(Entries from a dataset)
= = = =
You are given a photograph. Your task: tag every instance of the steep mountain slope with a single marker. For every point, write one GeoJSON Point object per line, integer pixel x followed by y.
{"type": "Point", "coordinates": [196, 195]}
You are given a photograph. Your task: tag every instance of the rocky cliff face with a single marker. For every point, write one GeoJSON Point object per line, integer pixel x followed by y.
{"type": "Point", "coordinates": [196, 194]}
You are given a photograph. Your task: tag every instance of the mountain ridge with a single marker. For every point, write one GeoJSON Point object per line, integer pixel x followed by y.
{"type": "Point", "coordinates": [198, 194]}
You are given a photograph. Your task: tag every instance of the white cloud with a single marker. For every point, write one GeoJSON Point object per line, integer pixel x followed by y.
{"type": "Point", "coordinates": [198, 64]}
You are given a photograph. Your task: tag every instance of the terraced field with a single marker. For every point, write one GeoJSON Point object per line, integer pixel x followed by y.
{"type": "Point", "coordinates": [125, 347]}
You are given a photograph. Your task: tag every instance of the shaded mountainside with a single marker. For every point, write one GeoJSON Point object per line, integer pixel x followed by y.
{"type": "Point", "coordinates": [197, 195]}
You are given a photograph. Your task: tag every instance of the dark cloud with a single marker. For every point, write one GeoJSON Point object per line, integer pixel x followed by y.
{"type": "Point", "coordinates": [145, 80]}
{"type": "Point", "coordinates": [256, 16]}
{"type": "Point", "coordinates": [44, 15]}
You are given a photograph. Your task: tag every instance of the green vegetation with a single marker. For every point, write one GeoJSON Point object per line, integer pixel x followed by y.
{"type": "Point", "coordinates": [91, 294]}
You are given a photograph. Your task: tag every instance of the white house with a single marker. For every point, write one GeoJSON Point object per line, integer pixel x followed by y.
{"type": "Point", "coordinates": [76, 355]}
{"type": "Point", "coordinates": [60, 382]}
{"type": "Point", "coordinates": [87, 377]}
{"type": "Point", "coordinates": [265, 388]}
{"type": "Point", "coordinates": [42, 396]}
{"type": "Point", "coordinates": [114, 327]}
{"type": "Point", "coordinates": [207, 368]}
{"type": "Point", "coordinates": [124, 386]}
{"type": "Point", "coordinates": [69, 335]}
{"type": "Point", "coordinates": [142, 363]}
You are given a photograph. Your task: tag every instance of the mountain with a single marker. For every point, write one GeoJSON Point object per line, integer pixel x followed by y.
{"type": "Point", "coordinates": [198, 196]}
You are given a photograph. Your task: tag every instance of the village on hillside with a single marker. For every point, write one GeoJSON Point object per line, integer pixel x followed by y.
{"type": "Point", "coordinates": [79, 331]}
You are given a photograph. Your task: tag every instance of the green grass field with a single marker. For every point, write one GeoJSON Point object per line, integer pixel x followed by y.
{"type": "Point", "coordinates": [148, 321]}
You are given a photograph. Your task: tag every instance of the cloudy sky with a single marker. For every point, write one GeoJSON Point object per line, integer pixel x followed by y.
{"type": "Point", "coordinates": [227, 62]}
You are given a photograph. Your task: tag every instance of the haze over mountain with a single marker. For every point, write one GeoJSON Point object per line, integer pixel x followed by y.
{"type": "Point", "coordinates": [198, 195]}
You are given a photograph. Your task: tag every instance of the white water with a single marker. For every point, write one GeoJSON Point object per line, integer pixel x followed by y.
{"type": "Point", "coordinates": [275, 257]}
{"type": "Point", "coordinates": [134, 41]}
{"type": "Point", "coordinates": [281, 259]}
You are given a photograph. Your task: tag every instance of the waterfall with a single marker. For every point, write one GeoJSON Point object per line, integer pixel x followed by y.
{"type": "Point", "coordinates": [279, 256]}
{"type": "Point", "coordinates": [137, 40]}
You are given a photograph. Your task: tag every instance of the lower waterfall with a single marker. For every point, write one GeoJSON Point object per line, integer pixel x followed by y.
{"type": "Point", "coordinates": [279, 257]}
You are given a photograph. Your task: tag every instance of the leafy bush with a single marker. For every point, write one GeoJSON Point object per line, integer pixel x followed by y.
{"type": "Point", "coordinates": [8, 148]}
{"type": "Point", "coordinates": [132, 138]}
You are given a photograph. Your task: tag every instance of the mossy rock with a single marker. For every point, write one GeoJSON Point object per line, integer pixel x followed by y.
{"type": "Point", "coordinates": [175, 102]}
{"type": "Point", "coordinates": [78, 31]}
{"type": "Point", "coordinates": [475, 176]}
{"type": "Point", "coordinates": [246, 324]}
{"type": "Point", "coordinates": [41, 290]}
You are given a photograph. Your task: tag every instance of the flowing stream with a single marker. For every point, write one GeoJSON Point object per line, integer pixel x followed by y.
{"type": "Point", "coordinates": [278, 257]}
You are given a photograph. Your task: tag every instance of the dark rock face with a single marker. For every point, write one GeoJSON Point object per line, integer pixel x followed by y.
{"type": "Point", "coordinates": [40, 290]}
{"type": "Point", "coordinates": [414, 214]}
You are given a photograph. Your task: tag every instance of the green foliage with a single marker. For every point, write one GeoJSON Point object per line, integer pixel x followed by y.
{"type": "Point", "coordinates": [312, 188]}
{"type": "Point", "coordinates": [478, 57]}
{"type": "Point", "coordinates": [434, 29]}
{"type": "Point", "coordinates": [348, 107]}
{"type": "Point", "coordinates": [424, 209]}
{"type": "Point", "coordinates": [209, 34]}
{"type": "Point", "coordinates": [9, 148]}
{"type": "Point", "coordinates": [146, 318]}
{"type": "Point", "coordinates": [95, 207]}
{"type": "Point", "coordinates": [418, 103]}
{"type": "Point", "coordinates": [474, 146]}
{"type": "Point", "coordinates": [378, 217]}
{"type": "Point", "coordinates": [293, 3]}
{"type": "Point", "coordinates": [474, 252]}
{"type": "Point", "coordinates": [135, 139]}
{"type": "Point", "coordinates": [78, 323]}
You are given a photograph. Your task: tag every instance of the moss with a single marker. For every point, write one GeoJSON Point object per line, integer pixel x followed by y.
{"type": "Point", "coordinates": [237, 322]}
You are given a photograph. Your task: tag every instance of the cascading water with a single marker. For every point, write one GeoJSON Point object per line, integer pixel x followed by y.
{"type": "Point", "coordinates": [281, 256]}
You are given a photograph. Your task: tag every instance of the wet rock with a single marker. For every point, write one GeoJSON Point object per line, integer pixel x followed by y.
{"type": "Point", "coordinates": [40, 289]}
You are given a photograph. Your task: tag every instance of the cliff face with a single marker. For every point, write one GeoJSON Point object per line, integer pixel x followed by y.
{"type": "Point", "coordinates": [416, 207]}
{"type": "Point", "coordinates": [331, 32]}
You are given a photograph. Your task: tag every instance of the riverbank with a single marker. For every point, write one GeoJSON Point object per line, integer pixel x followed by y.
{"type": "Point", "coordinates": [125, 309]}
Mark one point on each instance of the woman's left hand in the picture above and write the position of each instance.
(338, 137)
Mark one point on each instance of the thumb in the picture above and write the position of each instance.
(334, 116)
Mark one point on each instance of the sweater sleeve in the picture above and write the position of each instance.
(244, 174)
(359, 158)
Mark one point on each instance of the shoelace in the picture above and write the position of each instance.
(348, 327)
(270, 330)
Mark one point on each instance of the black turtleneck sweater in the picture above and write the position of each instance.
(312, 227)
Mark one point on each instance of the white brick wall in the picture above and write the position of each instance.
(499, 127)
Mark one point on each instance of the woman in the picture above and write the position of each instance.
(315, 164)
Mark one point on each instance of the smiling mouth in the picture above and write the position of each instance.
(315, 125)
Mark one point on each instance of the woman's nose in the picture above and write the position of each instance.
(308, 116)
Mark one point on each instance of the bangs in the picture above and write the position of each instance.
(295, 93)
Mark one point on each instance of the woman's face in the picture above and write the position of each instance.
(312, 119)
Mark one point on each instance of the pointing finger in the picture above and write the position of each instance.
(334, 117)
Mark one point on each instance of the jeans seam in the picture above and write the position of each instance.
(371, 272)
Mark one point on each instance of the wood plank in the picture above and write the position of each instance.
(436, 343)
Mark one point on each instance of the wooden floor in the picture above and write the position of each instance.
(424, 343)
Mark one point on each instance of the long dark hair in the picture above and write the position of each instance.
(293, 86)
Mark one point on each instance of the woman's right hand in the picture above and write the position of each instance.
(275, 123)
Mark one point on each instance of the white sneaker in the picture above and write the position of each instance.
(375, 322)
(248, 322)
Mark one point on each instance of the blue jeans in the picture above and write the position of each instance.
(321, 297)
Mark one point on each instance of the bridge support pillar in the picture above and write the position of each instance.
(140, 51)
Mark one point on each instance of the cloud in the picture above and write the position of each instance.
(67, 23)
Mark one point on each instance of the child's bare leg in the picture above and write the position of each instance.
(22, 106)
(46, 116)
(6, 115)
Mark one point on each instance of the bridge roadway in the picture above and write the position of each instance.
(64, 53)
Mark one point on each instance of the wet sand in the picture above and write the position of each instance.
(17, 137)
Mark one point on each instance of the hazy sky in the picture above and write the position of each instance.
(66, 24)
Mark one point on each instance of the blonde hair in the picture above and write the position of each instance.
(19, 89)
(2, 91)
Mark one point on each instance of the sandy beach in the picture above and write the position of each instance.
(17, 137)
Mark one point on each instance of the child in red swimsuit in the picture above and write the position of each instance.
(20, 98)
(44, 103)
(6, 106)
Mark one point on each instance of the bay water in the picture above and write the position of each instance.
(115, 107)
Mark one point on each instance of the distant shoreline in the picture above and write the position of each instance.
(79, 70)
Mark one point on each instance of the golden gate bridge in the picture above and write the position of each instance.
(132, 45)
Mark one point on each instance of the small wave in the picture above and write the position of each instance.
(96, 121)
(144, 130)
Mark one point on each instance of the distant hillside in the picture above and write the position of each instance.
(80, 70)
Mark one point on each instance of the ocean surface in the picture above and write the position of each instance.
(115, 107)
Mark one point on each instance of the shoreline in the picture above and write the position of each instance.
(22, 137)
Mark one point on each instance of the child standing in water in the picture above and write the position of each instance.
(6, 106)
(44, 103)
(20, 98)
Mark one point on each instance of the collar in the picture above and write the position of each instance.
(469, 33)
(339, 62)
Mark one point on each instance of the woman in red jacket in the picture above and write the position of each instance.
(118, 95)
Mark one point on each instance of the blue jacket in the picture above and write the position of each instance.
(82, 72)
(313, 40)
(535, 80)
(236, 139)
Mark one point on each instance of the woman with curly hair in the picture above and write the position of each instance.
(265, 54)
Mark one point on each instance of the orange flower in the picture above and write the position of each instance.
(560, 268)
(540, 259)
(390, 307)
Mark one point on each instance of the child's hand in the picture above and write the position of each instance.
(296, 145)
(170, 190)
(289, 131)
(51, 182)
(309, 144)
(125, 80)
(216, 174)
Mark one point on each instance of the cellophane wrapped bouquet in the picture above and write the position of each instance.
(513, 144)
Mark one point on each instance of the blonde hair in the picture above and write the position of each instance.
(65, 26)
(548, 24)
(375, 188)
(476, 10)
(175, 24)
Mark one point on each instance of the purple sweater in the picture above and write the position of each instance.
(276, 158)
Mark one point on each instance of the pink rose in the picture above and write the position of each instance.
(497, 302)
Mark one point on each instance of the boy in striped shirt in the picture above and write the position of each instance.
= = = =
*Problem to work on*
Copy exactly the line containing "Mark one point on each instance of the small" and every line after it, ending with the last line of the records above.

*Worked answer*
Mark one point on each instance of the small wave in the picture above and write the position of each instance.
(96, 121)
(144, 130)
Mark one point on each instance of the distant hillside in the picture above and write the position of each instance.
(80, 70)
Mark one point on each instance of the ocean surface in the picture above and write the position of each instance.
(115, 107)
Mark one point on each instance of the shoreline in the picture above and write the position of each instance.
(22, 137)
Mark one point on each instance of the child standing in water in the picture above and write the position of each instance.
(6, 106)
(44, 103)
(20, 98)
Mark one point on each instance of the collar in the picture above and write the position of each instance.
(469, 33)
(339, 62)
Mark one point on each instance of the woman in red jacket in the picture above and write the position of each instance.
(118, 95)
Mark one point on each instance of the blue jacket in the picture above and write the position of each instance.
(82, 72)
(313, 40)
(535, 80)
(236, 139)
Mark one point on each instance of the woman with curly hair in the picture above and write the position of each instance.
(265, 54)
Mark one point on each instance of the orange flower in the picture above and write the position of each instance.
(560, 268)
(540, 259)
(390, 307)
Mark one point on each instance of the child's hand in the picture above and write the position of each instance.
(296, 145)
(170, 190)
(289, 131)
(51, 182)
(309, 144)
(125, 80)
(216, 174)
Mark one point on each instance of the cellophane wrapped bouquet in the picture above and write the position of each instance.
(513, 144)
Mark one point on each instance of the blonde hair in the picture above and write the position of each instance.
(65, 26)
(548, 24)
(375, 188)
(476, 10)
(175, 24)
Mark one point on each instance of the purple sweater in the picture above and write the position of each instance.
(276, 158)
Mark one point on each instance of the pink rose in the picture above and write the position of each instance.
(497, 302)
Mark one point on each instance of the boy in striped shirt in the picture above and write the position of each instance.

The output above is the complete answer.